TEXTE EXTRAIT:
....

L’Olympia accueillait la 49e Cérémonie des César ce vendredi 23 février. Si les récompenses n’ont pas créé de grandes surprises, la portée féministe de l’événement s’est imposée. La seconde femme de l’histoire a remporté le trophée de la meilleure réalisation, avant de repartir avec celui du meilleur film.
Le cinéma est un milieu d’artifices. Si les spectateurs ne voient généralement que les paillettes offertes par le résultat final, les coulisses sont trop souvent marquées par des rapports de force malsains.
« Pourquoi accepter que cet art que nous aimons tant, cet art qui nous lie soit utilisé comme une couverture pour un trafic illicite de jeunes filles ? » lance Judith Godrèche, dans un discours d’une précision et d’une force exceptionnelle.

....

LIGNES DE DONNÉES:
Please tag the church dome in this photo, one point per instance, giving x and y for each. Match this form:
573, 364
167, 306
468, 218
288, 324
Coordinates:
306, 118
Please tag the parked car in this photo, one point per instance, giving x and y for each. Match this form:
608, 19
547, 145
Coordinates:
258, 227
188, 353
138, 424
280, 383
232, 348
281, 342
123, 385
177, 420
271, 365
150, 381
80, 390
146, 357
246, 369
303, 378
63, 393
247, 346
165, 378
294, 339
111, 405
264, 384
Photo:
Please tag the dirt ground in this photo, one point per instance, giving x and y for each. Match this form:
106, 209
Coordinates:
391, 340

....

CONSIGNES:
**a)** Reformulez sous forme de liste le paragraphe du texte extrait qui commence par « L’Olympia accueillait », en conservant ses faits principaux.
**b)** Recopiez sans rien changer le passage du texte extrait qui va de « Le cinéma est » jusqu’à « d’une force exceptionnelle. ».
**c)** D’après le texte extrait, les affirmations suivantes sont-elles exactes ? Répondez par oui ou non, en citant les mots du texte qui tranchent. (i) La cérémonie a eu lieu un samedi. (ii) Les récompenses ont créé de grandes surprises. (iii) Les coulisses du cinéma sont souvent marquées par des rapports de force malsains.

RÉSULTATS:
**a)**
- 49e Cérémonie des César à l’Olympia, le vendredi 23 février.
- Peu de surprises dans les récompenses, mais une portée féministe marquée.
- La seconde femme de l’histoire a remporté le trophée de la meilleure réalisation, puis celui du meilleur film.

**b)**
Le cinéma est un milieu d’artifices. Si les spectateurs ne voient généralement que les paillettes offertes par le résultat final, les coulisses sont trop souvent marquées par des rapports de force malsains.
« Pourquoi accepter que cet art que nous aimons tant, cet art qui nous lie soit utilisé comme une couverture pour un trafic illicite de jeunes filles ? » lance Judith Godrèche, dans un discours d’une précision et d’une force exceptionnelle.

**c)**
(i) Non : « ce vendredi 23 février ».
(ii) Non : « les récompenses n’ont pas créé de grandes surprises ».
(iii) Oui : « les coulisses sont trop souvent marquées par des rapports de force malsains ».